[Dataset excerpt]
* BEGIN *

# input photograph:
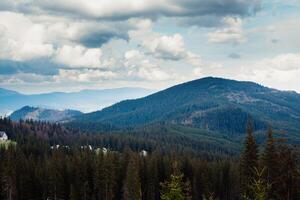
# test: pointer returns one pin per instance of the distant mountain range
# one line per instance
(42, 114)
(210, 104)
(85, 100)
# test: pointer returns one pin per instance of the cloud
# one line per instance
(40, 66)
(281, 71)
(79, 56)
(170, 48)
(139, 66)
(234, 56)
(20, 39)
(84, 75)
(166, 47)
(126, 9)
(282, 62)
(232, 33)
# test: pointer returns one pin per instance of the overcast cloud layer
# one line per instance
(68, 45)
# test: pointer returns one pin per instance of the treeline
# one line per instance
(38, 169)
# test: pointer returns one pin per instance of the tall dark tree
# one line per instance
(249, 161)
(289, 173)
(176, 188)
(270, 163)
(132, 185)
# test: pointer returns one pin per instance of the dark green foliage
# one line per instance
(37, 169)
(249, 162)
(212, 104)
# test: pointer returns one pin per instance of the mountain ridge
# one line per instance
(43, 114)
(206, 103)
(85, 100)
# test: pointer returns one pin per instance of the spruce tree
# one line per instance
(176, 188)
(248, 162)
(132, 185)
(270, 163)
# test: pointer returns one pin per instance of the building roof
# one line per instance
(2, 133)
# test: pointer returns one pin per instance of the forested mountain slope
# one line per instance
(213, 104)
(42, 114)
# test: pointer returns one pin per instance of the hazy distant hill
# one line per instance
(42, 114)
(85, 100)
(212, 104)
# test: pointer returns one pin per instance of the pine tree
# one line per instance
(176, 188)
(249, 161)
(270, 163)
(259, 186)
(132, 185)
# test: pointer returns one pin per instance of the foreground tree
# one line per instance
(270, 162)
(176, 188)
(132, 185)
(248, 162)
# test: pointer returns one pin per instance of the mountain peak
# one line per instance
(210, 103)
(43, 114)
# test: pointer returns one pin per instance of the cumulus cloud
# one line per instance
(85, 75)
(79, 56)
(20, 39)
(281, 71)
(234, 56)
(139, 66)
(167, 47)
(171, 48)
(125, 9)
(231, 33)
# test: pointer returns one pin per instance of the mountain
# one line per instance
(85, 100)
(42, 114)
(212, 104)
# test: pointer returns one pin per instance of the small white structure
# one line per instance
(143, 153)
(3, 136)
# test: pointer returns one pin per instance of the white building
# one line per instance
(3, 136)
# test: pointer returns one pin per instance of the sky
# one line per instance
(70, 45)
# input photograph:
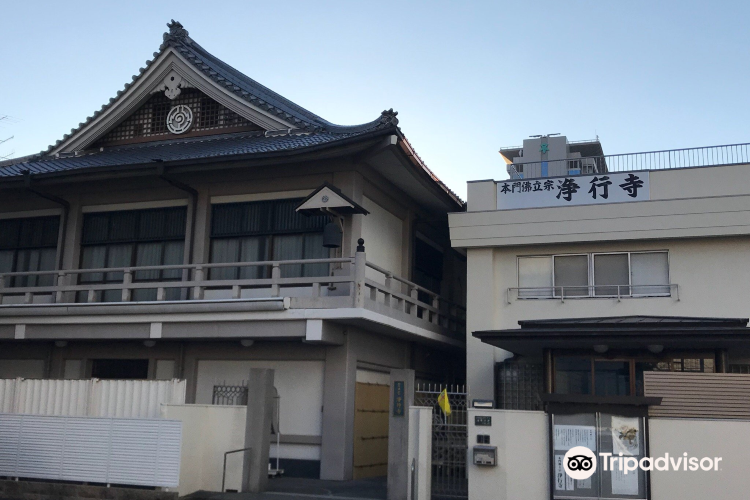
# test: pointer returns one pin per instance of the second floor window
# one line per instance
(134, 238)
(264, 231)
(29, 244)
(594, 275)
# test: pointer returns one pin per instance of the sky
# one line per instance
(466, 78)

* END *

_GIVEN REQUEST_: Can you render the entire listing above as a Markdown table with the columns Row and Line, one numbered row per line, skipping blank lines and leaving the pictures out?

_RESPONSE_:
| Row | Line |
|---|---|
| 1 | # input photograph: |
| 2 | # test: pointer returns one pin per instance of the distant mountain range |
| 3 | # one line per instance |
| 4 | (42, 114) |
| 5 | (210, 104) |
| 6 | (85, 100) |
| 7 | # test: pointer returns one pin per instance of the cloud |
| 8 | # one line per instance |
| 9 | (40, 66) |
| 10 | (281, 71) |
| 11 | (79, 56) |
| 12 | (170, 48) |
| 13 | (139, 66) |
| 14 | (234, 56) |
| 15 | (20, 39) |
| 16 | (84, 75) |
| 17 | (166, 47) |
| 18 | (126, 9) |
| 19 | (282, 62) |
| 20 | (232, 33) |
| 21 | # test: pointer returns one pin per instance of the overcast cloud layer |
| 22 | # one line per instance |
| 23 | (68, 45) |
| 24 | # test: pointer returns one pin per instance of the treeline |
| 25 | # one line per instance |
| 26 | (38, 169) |
| 27 | # test: pointer returns one pin per instance of the tall dark tree |
| 28 | # one line per instance |
| 29 | (249, 161) |
| 30 | (289, 173) |
| 31 | (176, 188) |
| 32 | (270, 163) |
| 33 | (132, 185) |
| 34 | # test: pointer returns one pin per instance of the dark green foliage |
| 35 | # one line per instance |
| 36 | (37, 169) |
| 37 | (249, 162) |
| 38 | (212, 104) |
| 39 | # test: pointer returns one pin per instance of the mountain ridge |
| 40 | # one line per instance |
| 41 | (43, 114) |
| 42 | (206, 103) |
| 43 | (85, 100) |
| 44 | # test: pointer returns one pin per instance of the spruce tree |
| 45 | # one line per instance |
| 46 | (176, 188) |
| 47 | (248, 162) |
| 48 | (132, 185) |
| 49 | (270, 163) |
| 50 | # test: pointer returns one pin per instance of the building roof |
| 51 | # one line per instance |
| 52 | (2, 133) |
| 53 | # test: pointer returns one pin per instance of the forested mountain slope |
| 54 | # one line per instance |
| 55 | (213, 104) |
| 56 | (42, 114) |
| 57 | # test: pointer returns one pin per instance of the hazy distant hill |
| 58 | # one line per instance |
| 59 | (42, 114) |
| 60 | (85, 100) |
| 61 | (212, 104) |
| 62 | # test: pointer returns one pin per instance of the pine tree |
| 63 | # one line per instance |
| 64 | (176, 188) |
| 65 | (249, 161) |
| 66 | (270, 163) |
| 67 | (259, 186) |
| 68 | (132, 185) |
| 69 | # test: pointer returns one pin per instance of the foreground tree |
| 70 | # one line per instance |
| 71 | (270, 162) |
| 72 | (176, 188) |
| 73 | (132, 185) |
| 74 | (248, 162) |
| 75 | # test: pointer returns one pin per instance of the mountain peak |
| 76 | # one line per instance |
| 77 | (210, 103) |
| 78 | (43, 114) |
| 79 | # test: pointer returns one pin per instance of the cumulus cloud |
| 80 | # one line per instance |
| 81 | (85, 75) |
| 82 | (79, 56) |
| 83 | (20, 39) |
| 84 | (281, 71) |
| 85 | (234, 56) |
| 86 | (139, 66) |
| 87 | (167, 47) |
| 88 | (171, 48) |
| 89 | (125, 9) |
| 90 | (231, 33) |
| 91 | # test: pointer returns one pin per instance of the mountain |
| 92 | # one line per instance |
| 93 | (85, 100) |
| 94 | (42, 114) |
| 95 | (212, 104) |
| 96 | # test: pointer returns one pin per instance of the small white structure |
| 97 | # one line per instance |
| 98 | (143, 153) |
| 99 | (3, 136) |
| 100 | # test: pointer returns one pin per instance of the white building |
| 101 | # one line per instance |
| 102 | (3, 136) |
| 103 | # test: pointer returns one pin per instance of the sky |
| 104 | # one line per instance |
| 105 | (70, 45) |
| 106 | # input photograph: |
| 107 | # test: pointer returns one pin per instance of the second floor window |
| 108 | # one line per instance |
| 109 | (134, 238) |
| 110 | (264, 231) |
| 111 | (29, 244) |
| 112 | (594, 275) |
| 113 | # test: pointer returns one pin per instance of the sky |
| 114 | # one line per instance |
| 115 | (466, 78) |